== DATASET CONTENT ==
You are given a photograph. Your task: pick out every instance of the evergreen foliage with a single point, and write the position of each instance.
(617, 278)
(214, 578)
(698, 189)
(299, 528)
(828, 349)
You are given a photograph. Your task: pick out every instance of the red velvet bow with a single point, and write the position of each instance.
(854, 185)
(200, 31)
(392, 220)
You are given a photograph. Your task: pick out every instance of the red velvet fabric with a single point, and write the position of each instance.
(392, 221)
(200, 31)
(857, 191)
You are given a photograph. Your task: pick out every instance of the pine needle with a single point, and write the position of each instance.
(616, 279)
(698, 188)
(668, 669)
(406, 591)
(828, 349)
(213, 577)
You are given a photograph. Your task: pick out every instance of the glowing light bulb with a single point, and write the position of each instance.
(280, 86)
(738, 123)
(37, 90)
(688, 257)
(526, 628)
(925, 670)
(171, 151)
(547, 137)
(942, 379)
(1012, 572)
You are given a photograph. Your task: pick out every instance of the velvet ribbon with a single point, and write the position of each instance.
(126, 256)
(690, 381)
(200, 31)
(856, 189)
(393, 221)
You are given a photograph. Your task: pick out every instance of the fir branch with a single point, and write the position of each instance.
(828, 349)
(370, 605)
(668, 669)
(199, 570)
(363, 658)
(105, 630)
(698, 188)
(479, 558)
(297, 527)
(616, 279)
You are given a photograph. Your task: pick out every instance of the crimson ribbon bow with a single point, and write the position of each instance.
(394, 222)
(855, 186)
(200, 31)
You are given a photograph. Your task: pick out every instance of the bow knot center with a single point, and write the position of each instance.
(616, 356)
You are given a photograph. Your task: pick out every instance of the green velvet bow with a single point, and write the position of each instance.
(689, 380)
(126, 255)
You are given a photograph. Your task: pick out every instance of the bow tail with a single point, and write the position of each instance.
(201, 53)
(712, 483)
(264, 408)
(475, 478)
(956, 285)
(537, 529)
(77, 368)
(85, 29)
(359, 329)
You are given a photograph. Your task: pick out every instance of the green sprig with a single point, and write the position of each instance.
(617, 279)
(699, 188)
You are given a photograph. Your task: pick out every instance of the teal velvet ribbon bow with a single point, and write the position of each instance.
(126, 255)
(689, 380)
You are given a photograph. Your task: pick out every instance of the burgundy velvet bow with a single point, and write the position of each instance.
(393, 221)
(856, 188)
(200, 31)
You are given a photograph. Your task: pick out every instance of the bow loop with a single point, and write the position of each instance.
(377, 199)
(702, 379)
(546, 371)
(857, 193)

== REQUEST ==
Can you quote the data verbatim, from the line holding "the green velvet" through the last line, both included?

== WORKED ANSWER ==
You are given a photograph. Your task: pick out every instance of the green velvet bow with a single point, and write the position of each instance.
(689, 380)
(126, 255)
You are given a photograph. Your task: pick out every instance of the bow tail with a single point, and write the position of each instance.
(201, 53)
(712, 483)
(264, 408)
(475, 478)
(956, 285)
(537, 529)
(77, 368)
(85, 29)
(359, 329)
You are given a photograph. Your task: pick out every instance of the green sprig with a single point, and write the position of each instance.
(617, 279)
(699, 188)
You are given a photograph. Your task: pick out every instance of the teal velvet ribbon bow with a single point, and write the position of each instance.
(126, 255)
(689, 380)
You are given a photograph. Your task: pick out every instance of the burgundy velvet bow with a single point, and write the position of each instance.
(393, 221)
(856, 188)
(200, 31)
You are given a photograph. Your task: pick out every instance of the bow loop with a single point, and write the position of each instance.
(377, 199)
(702, 379)
(546, 371)
(857, 193)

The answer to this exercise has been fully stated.